## WHAT THIS EXERCISE ASKS
(1) In the essay on strengthening communities, list the groups of people in need whom the child in the Christmas story grows up to help.
(2) Please retype the essay on strengthening communities word for word, from "Strengthening Our Communities: In" up to and including "even your enemy.".

Strengthening Our Communities: In Love
“Welcome Christmas while we stand, Heart to Heart, and Hand in Hand”
—Dr. Seuss, “Welcome Christmas” lyrics
“The most important question in the world is, ‘Why is the child crying?'”
I love the Christmas story of a baby, born to humble beginnings, who grows up to help others in need: the poor, the sick, the weary, and the outcast. Eventually, this young child becomes a renowned spiritual leader who proclaims: “The kingdom of heaven is within” and “Love thy neighbor as thyself.” In the Parable of the Good Samaritan, the question is posed: “Who is my neighbor?” The answer: Those you stop to help, even your enemy.
The story of Jesus is not unlike the account of the Buddha (Siddhartha Gautama) or the legend of Muhammad, the prophet of Islam. Both Siddhartha and Muhammad sought an end to human suffering. Sheltered by wealth as a boy, it is not until he is a young man that Siddhartha witnesses disease, decay, and death—by venturing out into the world beyond the palace walls. Muhammad, who becomes orphaned as a boy, early on expresses benevolence for human suffering in every form. Those who understand suffering recognize the tremendous need for compassion for all who walk this earth.
Black Elk’s vision of the Sacred Hoop teaches us that individual groups must join together to become whole. According to Black Elk, “And I say the sacred hoop of my people was one of the many hoops that made one circle, wide as daylight and as starlight, and in the center grew one mighty flowering tree to shelter all the children of one mother and one father.” With this prophecy, we remember that we are all connected. We are one. Our strength lies in unity. The ancient Goddess tradition likewise emphasizes the sacredness of the Circle—the moon, Mother Earth, and the spiraling Circle of Life.
How do we apply these spiritual messages to the violence in our communities? How do we apply them when individuals and families arrive in our homelands from far away places? How do we apply them when the people we love—along with the creatures and earth—grow sick from pollutants? How do we apply them when we learn of travesties across the globe?

[Point localization data]
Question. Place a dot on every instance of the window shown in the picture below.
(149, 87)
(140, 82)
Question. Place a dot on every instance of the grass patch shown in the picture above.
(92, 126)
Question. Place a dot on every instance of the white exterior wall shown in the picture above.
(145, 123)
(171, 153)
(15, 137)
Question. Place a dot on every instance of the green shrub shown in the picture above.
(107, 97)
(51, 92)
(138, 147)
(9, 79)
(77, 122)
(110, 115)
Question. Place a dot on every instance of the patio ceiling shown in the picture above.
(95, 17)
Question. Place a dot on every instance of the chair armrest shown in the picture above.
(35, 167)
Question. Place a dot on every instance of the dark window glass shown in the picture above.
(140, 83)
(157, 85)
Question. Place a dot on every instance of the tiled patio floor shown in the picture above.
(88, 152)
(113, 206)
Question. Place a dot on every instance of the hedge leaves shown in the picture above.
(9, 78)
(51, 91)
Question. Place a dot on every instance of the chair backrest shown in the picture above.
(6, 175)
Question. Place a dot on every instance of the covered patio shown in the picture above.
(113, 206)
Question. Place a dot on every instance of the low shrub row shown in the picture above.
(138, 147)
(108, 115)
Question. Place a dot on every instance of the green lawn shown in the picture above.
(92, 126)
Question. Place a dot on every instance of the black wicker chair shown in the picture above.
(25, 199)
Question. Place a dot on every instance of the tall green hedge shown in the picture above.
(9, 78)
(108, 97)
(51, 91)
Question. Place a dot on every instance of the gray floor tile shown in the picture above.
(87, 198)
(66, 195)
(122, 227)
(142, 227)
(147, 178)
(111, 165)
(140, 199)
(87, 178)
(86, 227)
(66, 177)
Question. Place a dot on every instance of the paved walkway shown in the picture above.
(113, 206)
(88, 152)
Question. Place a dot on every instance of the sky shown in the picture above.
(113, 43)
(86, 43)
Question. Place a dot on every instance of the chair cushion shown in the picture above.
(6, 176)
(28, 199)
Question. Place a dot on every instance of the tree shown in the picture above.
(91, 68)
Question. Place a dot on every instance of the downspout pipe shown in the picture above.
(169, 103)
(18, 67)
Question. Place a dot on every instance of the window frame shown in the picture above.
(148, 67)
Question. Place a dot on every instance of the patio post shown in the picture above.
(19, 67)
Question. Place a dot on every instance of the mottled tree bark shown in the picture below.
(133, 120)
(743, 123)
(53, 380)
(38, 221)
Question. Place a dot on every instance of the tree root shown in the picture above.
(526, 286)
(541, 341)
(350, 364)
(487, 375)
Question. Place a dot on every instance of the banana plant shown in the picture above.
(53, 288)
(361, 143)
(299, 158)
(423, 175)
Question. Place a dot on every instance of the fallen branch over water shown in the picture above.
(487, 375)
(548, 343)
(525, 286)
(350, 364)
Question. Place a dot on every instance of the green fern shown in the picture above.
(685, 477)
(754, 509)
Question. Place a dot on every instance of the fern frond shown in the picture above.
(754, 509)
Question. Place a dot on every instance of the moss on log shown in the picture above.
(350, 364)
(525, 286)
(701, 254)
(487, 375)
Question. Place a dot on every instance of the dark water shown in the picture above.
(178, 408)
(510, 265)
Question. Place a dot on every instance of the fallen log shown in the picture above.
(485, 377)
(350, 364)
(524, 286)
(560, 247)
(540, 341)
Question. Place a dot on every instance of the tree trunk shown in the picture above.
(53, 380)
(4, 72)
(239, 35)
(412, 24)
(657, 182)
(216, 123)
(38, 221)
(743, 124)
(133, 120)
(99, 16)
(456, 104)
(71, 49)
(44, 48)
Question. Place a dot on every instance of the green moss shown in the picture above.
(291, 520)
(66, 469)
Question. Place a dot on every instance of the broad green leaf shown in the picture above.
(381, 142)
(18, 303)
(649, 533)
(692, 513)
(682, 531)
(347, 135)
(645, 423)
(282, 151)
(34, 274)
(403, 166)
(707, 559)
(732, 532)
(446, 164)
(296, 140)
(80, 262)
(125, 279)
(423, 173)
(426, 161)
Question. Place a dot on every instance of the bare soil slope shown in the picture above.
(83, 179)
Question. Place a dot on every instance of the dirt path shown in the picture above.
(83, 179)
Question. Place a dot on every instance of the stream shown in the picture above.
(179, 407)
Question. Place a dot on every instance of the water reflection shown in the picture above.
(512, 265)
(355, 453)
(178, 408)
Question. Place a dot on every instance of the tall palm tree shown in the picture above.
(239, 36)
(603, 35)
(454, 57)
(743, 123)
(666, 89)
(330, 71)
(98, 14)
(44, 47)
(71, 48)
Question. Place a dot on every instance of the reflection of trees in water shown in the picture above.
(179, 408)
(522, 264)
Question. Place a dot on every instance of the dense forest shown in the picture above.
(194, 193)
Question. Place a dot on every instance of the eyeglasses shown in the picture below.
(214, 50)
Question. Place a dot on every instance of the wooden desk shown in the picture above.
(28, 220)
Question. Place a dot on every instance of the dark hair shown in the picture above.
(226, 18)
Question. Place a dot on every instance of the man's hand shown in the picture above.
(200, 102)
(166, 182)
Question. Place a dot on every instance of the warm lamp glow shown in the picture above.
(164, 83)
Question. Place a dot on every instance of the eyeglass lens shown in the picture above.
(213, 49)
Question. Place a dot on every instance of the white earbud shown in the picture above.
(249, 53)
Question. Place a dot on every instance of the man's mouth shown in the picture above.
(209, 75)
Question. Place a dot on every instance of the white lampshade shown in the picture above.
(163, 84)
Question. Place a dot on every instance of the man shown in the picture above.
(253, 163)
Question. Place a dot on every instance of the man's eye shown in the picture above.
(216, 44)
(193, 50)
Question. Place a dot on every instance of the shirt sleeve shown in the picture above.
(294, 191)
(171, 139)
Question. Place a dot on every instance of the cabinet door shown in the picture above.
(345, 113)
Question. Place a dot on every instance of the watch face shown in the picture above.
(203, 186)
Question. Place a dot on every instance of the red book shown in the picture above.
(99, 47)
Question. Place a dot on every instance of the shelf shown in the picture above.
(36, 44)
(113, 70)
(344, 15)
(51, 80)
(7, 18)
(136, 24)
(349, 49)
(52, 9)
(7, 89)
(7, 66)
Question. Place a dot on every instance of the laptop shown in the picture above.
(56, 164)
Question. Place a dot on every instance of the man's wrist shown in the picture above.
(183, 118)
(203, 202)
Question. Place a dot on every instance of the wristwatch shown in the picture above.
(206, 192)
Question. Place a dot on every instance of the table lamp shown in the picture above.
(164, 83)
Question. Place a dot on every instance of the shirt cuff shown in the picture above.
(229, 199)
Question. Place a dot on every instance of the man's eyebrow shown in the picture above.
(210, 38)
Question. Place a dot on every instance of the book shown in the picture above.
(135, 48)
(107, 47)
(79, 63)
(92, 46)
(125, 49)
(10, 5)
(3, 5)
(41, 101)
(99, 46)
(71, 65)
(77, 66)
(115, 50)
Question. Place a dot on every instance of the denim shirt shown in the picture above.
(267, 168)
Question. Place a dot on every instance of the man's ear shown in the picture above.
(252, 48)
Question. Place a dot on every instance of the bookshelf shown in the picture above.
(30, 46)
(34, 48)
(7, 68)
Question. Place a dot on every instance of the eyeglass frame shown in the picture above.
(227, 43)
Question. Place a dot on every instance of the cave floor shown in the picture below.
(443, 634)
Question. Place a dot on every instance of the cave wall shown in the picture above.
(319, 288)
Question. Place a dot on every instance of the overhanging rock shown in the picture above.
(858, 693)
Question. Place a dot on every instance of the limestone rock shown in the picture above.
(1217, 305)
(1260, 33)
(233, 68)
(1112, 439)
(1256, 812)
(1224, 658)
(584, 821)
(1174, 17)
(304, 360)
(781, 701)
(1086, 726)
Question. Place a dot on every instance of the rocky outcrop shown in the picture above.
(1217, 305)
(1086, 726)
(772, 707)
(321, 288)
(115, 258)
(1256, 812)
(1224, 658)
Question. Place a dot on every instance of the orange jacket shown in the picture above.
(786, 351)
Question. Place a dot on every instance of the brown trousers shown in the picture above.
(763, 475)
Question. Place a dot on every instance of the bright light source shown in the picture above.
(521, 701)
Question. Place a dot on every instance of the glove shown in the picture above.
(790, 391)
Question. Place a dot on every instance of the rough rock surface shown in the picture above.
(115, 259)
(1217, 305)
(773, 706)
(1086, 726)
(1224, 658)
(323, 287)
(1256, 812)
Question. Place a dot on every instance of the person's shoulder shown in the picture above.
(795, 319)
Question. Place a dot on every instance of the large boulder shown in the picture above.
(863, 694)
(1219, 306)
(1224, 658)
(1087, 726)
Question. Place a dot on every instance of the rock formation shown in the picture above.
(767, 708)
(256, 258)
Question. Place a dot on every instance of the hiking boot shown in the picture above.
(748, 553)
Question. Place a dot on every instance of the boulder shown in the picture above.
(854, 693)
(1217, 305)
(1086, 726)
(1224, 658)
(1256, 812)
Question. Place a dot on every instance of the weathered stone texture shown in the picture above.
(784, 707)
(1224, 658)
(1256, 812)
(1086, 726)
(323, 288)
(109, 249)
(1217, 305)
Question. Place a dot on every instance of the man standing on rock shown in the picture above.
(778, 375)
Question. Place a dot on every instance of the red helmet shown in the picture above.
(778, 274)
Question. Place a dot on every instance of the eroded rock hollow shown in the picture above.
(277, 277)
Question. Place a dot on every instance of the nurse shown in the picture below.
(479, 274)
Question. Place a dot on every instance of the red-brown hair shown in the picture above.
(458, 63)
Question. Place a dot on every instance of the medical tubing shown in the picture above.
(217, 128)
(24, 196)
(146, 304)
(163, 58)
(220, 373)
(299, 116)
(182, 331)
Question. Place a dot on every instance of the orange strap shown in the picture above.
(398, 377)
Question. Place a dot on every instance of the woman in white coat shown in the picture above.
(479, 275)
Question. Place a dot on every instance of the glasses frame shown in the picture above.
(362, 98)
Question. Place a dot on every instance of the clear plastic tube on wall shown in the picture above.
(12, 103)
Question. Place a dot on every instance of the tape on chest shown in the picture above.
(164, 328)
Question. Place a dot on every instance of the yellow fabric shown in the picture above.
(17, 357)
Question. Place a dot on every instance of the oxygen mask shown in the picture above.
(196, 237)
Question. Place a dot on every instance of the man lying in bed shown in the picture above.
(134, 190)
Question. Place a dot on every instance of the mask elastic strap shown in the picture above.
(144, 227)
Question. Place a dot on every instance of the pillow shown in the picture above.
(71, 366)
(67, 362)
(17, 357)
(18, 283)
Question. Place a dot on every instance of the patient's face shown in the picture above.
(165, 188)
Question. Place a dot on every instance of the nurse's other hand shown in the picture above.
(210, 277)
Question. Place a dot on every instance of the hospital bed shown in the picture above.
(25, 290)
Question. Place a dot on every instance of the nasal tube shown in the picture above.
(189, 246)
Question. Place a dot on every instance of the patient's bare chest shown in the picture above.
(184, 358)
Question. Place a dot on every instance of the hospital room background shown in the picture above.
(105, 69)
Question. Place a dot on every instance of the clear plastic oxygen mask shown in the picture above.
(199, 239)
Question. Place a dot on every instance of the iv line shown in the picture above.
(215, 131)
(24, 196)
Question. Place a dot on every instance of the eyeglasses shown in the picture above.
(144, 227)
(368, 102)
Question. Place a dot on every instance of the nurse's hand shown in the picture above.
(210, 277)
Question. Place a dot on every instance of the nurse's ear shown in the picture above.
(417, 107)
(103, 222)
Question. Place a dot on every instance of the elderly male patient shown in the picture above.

## ANSWERS TO THIS EXERCISE
(1)
- the poor
- the sick
- the weary
- the outcast

(2)
Strengthening Our Communities: In Love
“Welcome Christmas while we stand, Heart to Heart, and Hand in Hand”
—Dr. Seuss, “Welcome Christmas” lyrics
“The most important question in the world is, ‘Why is the child crying?'”
I love the Christmas story of a baby, born to humble beginnings, who grows up to help others in need: the poor, the sick, the weary, and the outcast. Eventually, this young child becomes a renowned spiritual leader who proclaims: “The kingdom of heaven is within” and “Love thy neighbor as thyself.” In the Parable of the Good Samaritan, the question is posed: “Who is my neighbor?” The answer: Those you stop to help, even your enemy.